* **TEXT SECTION**:
□ □ □ □ □
Entertainment Magazine

I Am Celine Dion

Posted on the 13 July 2024 by Sirmac2 @macthemovieguy

You might think this is a confession, letting you know after all these years, these mediocre stream of consciousness reviews are actually being written by Celine Dion. I mean, they are, but that’s not it. It’s not so much that Celine Dion is my ghost writer, but rather I’ve trained my AI to write reviews in the style of Celine Dion. So, because you loved me enough to read this, I’ll do this all by myself.

Before streaming services, we used to have thoughtful conversations on our documentary subjects. Now, this is almost like content creation, with aspiring documentarians being sent out to produce content. Everyone seems to be getting their own doc, but what is the perspective? For this film, which is now available on Amazon for Prime subscribers, the perspective is voyeuristic and somewhat of a diary.

I wanted this to work, but it just isn’t as successful as something like Still: A Michael J Fox story, which really does show Fox and his Parkinson’s, while also competently telling the trajectory of his career in an interesting way where he can reflect on it. Val, another Amazon doc is also an aspirational choice as Val Kilmer reckons with footage he shot over the course of his life.
□ □ □ □ □
[Image-grounded pointing data]
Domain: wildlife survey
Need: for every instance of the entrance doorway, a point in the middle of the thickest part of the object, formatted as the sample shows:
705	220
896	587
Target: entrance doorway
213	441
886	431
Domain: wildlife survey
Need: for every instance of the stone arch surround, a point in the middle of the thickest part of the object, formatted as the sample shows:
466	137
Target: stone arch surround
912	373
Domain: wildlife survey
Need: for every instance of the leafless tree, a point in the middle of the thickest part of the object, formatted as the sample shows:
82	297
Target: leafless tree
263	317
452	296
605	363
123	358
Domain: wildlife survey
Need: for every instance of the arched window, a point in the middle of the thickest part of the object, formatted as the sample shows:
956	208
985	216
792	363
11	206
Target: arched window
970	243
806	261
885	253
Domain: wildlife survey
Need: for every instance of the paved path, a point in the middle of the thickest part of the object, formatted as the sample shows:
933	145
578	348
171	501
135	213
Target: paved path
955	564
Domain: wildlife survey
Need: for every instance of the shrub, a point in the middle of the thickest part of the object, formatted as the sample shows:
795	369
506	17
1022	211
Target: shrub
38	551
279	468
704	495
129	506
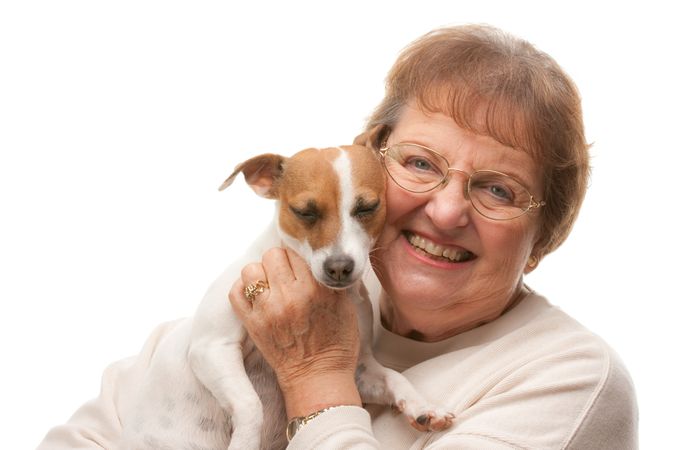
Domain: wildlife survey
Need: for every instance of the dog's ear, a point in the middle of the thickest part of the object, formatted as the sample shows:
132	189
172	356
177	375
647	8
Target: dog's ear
373	138
260	173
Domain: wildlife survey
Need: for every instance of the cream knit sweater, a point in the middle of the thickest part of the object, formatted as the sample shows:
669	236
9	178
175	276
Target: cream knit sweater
534	378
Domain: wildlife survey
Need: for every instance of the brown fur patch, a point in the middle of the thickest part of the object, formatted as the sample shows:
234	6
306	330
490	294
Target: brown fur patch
310	184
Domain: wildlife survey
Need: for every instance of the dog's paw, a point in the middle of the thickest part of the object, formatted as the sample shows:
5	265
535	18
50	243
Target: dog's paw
424	419
432	421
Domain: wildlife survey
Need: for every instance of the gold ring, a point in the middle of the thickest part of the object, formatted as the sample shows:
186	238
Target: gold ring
255	288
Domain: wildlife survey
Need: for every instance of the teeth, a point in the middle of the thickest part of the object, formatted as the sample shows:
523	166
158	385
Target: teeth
436	250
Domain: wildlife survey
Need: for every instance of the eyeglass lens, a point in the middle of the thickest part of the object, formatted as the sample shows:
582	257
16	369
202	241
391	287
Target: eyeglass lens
493	194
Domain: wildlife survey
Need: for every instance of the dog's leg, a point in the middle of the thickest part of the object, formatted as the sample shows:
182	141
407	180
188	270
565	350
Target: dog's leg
380	385
219	365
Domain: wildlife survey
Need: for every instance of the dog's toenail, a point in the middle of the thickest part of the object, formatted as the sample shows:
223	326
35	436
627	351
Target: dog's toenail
423	419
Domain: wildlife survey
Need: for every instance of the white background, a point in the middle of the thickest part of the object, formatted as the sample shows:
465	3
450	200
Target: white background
119	120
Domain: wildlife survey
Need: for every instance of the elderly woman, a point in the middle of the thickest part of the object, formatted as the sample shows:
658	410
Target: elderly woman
483	142
484	146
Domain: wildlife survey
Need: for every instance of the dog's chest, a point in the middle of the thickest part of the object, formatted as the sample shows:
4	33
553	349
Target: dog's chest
189	417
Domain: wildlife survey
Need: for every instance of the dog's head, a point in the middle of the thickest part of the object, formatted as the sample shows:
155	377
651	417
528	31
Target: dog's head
331	205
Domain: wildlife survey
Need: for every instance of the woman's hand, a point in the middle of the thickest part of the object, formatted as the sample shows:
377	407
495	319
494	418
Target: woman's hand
307	333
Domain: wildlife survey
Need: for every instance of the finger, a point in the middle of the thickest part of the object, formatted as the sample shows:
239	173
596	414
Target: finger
240	304
254	281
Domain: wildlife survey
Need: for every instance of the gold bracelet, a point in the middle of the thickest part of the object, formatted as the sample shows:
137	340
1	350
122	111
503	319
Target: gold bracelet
298	422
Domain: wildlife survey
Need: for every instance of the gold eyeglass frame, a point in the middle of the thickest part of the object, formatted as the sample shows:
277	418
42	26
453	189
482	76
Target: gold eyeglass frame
534	204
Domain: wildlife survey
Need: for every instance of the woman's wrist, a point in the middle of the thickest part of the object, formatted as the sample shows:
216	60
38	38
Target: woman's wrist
313	393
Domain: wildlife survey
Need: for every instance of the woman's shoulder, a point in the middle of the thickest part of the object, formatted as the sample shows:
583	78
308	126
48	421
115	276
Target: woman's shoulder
534	378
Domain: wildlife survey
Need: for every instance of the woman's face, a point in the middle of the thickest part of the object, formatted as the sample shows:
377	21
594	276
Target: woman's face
430	297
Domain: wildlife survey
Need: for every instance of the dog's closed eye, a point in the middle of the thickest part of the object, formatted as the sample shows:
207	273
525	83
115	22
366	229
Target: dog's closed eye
308	213
364	209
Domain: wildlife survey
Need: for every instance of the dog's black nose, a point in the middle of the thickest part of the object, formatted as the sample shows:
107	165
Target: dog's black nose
338	268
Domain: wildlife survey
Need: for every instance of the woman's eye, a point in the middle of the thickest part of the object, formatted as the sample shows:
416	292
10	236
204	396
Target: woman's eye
419	163
501	192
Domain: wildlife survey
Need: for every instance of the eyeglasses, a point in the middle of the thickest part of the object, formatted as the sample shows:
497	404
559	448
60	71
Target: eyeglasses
493	194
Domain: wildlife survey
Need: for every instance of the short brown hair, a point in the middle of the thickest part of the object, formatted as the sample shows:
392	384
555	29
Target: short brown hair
495	84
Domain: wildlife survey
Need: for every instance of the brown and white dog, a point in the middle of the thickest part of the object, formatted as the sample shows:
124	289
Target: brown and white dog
208	383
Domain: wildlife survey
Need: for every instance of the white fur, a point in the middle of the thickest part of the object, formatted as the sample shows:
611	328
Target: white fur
207	378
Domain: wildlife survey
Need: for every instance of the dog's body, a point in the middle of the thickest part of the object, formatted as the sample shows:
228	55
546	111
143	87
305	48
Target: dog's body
207	384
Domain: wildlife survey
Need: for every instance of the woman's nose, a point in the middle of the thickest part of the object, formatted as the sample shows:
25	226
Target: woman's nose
449	206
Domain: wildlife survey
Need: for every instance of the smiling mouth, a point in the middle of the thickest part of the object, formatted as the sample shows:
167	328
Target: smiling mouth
438	251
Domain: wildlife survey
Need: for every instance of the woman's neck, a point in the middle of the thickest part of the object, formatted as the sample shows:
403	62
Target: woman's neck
456	318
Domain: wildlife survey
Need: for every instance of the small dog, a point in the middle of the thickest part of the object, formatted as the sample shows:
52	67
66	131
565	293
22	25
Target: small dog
208	383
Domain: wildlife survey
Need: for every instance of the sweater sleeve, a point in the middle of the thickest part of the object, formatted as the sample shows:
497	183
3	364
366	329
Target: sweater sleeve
96	424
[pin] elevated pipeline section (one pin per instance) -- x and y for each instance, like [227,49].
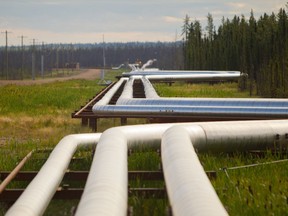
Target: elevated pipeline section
[197,108]
[189,190]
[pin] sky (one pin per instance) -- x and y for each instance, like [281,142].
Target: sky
[91,21]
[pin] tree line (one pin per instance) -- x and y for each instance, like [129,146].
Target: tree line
[258,48]
[17,62]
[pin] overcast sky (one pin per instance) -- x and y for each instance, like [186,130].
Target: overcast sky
[86,21]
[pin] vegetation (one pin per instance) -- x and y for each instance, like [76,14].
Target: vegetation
[256,47]
[59,56]
[31,122]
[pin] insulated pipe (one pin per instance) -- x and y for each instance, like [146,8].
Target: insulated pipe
[40,191]
[105,192]
[127,92]
[216,102]
[189,189]
[108,96]
[148,88]
[187,184]
[177,72]
[133,109]
[106,188]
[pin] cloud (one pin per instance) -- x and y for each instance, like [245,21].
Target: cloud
[81,21]
[171,19]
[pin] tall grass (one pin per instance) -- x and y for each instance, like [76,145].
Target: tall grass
[35,117]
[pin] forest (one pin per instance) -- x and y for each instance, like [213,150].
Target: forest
[256,47]
[17,62]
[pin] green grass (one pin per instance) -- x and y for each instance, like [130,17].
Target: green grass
[183,89]
[39,116]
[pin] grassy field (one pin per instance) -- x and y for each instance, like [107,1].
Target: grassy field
[38,116]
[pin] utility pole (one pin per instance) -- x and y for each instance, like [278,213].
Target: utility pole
[22,48]
[42,60]
[33,59]
[6,53]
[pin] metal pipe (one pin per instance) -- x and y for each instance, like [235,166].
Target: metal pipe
[105,192]
[202,112]
[14,172]
[189,189]
[232,108]
[108,96]
[40,191]
[187,185]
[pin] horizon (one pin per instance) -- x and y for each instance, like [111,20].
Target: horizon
[85,22]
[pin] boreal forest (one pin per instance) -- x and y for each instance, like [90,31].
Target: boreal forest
[258,47]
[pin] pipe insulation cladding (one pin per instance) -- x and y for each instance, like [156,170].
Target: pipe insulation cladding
[36,197]
[105,192]
[189,190]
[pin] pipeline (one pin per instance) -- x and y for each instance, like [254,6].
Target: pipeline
[36,197]
[153,105]
[105,192]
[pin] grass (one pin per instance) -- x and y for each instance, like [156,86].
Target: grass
[182,89]
[37,117]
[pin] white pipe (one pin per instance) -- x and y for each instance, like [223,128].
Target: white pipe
[105,192]
[189,190]
[40,191]
[106,188]
[148,88]
[108,96]
[127,92]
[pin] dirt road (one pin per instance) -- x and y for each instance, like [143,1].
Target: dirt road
[89,74]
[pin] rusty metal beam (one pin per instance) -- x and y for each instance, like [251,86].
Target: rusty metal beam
[14,172]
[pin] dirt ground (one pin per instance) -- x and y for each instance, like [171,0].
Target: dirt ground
[89,74]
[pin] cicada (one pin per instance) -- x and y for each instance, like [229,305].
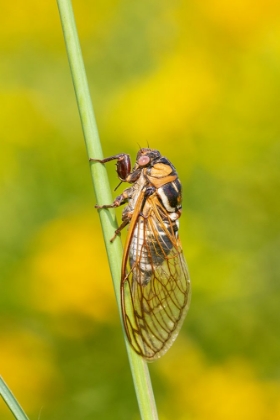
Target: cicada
[155,284]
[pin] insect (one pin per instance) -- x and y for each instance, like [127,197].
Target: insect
[155,283]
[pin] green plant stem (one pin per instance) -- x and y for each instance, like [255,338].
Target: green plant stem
[11,402]
[139,369]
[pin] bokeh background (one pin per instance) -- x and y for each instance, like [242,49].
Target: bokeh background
[200,81]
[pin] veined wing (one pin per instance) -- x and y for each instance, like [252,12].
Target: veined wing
[155,286]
□ □ □ □ □
* **AIM OF THE TASK**: In the review of I Am Celine Dion, where does the film stream, and for whom?

* **SOLVED PROBLEM**: On Amazon, for Prime subscribers.